** Start DOCUMENT EXCERPT **
Message edited by author 2007-01-05 11:57:57.
01/05/2007 11:36:05 AM · #343
Originally posted by Gordon:

Originally posted by RonB:


But guess what? I don't buy into any of that. I believe that there is a God, that He created the Universe and everything in it, that we DO have the ability to change our inertial state thru the exercise of free will, and that He still takes part in "tweaking" that which He created.

That's my story, and I'm sticking to it.


Or I suppose, your god could have set up that universal ping pong game and rigged it to make you think that you have choices that you freely make, then set it all in motion.

And if that were true, then He must also have rigged it so that I would think that I exercised free will in believing that He exists as well.

Originally posted by Gordon:

Just saying. There's a jump in the middle, so that the start 'is there a god or not' and the end 'can I do what I like or not' aren't really related. Same with determinism and free will. Hence the whole compatibilism/ incompatibilism schism.

The arguments about determinism caused consternation among Einstein and his peers, including Max Planck and Werner Heisenberg ( the author of the "uncertainty principle" ). His ( Einstein's ) conclusion, shared by Planck, was that causal determinism was a reality, but predictive determinism was unachievable ( due, in no small part, to that pesky "uncertainty princlple" ). That is, one can not use an absolute knowledge of the position and movement of all objects at a point in time to predict future positions and movements of those objects, but that the current positions and movements of all objects are due to the cumulative causes that affected them all the way back to the Big Bang, and that they are what they are whether measurable or not. He "explained" his belief in causal determinism by saying that "God doesn't play dice".
** End DOCUMENT EXCERPT **
** Start ENTRIES SHOWN **
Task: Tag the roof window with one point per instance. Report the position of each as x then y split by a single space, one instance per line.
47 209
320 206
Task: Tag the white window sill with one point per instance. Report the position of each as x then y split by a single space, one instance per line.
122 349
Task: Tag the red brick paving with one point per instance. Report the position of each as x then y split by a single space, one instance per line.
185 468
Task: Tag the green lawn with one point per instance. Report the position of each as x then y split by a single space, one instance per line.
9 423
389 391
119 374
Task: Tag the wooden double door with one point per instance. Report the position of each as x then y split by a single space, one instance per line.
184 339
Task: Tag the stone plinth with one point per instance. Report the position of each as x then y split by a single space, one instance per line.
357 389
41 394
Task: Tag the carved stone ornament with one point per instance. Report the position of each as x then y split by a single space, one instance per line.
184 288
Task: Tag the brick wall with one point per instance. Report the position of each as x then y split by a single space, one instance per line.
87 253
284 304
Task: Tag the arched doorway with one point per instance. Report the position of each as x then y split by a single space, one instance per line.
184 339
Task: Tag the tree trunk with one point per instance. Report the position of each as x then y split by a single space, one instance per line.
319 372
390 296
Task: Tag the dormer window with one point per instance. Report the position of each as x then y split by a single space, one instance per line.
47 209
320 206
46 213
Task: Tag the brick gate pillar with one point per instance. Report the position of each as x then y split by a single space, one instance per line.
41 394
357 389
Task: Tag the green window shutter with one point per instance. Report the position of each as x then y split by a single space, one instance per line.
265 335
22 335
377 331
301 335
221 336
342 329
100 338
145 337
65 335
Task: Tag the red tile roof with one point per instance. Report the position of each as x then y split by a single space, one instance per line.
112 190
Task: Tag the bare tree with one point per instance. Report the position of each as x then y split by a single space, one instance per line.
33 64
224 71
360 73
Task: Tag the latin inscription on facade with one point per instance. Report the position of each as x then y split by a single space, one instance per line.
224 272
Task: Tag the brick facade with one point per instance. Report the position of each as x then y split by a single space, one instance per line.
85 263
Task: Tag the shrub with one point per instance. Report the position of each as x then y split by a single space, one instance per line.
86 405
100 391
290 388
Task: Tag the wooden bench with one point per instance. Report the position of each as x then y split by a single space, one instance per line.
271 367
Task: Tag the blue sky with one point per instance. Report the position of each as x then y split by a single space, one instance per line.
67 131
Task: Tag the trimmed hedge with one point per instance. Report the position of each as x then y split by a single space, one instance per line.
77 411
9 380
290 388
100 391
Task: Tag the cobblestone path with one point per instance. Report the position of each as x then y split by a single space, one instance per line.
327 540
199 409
** End ENTRIES SHOWN **
** WRITTEN TASKS **
**a.** Answer these questions about the forum thread on free will, one per line:
(i) Who is named as the author of the "uncertainty principle"?
(ii) What saying did Einstein use to explain his belief in causal determinism?
(iii) What date and time appear on post #343?
**b.** Print the part of the forum thread that begins at the words "01/05/2007 11:36:05 AM" and ends after the words "all in motion.".
The entries have nothing to do with the forum thread.

** ANSWERS **
**a.**
(i) Werner Heisenberg
(ii) "God doesn't play dice"
(iii) 01/05/2007 at 11:36:05 AM

**b.**
01/05/2007 11:36:05 AM · #343
Originally posted by Gordon:

Originally posted by RonB:


But guess what? I don't buy into any of that. I believe that there is a God, that He created the Universe and everything in it, that we DO have the ability to change our inertial state thru the exercise of free will, and that He still takes part in "tweaking" that which He created.

That's my story, and I'm sticking to it.


Or I suppose, your god could have set up that universal ping pong game and rigged it to make you think that you have choices that you freely make, then set it all in motion.